* **Work to complete**:
Below are entries; work out how many of their lines hold "pixel", giving only that number.

Start of Dataset entries

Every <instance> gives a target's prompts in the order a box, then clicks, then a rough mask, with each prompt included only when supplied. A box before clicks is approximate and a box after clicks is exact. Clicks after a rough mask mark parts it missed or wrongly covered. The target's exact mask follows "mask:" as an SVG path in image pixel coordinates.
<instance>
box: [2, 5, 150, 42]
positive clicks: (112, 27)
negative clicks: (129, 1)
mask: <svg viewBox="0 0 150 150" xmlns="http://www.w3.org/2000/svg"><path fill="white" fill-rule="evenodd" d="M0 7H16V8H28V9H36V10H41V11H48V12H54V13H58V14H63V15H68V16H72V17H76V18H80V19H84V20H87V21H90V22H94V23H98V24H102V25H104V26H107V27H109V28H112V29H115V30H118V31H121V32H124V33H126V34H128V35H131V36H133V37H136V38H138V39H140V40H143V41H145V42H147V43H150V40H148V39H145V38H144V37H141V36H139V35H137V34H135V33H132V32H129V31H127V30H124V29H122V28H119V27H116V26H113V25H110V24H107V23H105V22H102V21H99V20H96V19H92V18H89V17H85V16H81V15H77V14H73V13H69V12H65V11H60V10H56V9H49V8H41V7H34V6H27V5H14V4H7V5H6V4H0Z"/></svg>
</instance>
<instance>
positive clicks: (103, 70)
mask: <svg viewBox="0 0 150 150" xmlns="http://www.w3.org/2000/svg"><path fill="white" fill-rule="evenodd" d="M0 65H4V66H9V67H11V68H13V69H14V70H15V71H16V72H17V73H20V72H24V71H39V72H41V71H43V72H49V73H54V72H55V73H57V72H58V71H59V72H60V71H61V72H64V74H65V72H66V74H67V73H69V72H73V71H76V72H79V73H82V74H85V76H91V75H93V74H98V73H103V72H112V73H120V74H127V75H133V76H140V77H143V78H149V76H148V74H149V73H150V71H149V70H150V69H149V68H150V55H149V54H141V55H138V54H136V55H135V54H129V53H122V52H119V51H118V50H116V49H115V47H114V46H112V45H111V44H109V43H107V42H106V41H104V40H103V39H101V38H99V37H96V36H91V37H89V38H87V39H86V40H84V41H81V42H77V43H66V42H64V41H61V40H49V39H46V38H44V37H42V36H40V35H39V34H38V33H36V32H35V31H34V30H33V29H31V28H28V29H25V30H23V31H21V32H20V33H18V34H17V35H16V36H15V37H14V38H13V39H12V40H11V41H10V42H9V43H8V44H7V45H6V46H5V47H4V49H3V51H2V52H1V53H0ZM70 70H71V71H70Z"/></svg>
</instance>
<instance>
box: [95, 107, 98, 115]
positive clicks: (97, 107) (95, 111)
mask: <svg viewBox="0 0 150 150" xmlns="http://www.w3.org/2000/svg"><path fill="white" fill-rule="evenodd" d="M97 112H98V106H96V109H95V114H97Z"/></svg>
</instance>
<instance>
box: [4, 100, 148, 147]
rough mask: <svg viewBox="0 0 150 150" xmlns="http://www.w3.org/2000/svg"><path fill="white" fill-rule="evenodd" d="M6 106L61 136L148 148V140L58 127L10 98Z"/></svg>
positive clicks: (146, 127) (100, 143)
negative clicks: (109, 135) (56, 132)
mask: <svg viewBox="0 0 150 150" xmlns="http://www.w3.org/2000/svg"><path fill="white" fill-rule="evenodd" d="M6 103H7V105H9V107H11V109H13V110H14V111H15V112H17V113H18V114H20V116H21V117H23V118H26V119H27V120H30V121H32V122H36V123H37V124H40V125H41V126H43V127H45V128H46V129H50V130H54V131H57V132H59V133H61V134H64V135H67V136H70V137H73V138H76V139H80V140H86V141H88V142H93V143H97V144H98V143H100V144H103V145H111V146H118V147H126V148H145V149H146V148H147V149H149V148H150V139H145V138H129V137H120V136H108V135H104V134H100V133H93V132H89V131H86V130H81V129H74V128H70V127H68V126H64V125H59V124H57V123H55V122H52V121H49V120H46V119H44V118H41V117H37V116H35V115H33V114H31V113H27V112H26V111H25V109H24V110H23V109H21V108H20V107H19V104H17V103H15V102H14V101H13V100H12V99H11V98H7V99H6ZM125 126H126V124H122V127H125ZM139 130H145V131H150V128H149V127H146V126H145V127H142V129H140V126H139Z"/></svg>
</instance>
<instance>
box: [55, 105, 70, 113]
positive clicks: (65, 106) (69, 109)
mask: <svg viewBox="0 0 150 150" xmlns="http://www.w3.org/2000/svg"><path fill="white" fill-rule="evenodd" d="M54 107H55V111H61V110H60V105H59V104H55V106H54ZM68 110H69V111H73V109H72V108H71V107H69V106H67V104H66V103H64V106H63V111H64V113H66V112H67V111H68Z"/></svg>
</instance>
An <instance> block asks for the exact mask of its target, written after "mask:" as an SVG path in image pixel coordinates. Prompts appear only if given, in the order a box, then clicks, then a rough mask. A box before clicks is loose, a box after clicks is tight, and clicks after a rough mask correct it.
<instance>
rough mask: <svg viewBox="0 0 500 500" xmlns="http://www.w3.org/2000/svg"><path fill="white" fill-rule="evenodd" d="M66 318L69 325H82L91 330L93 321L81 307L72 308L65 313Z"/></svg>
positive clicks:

End of Dataset entries

* **Output of the exercise**:
2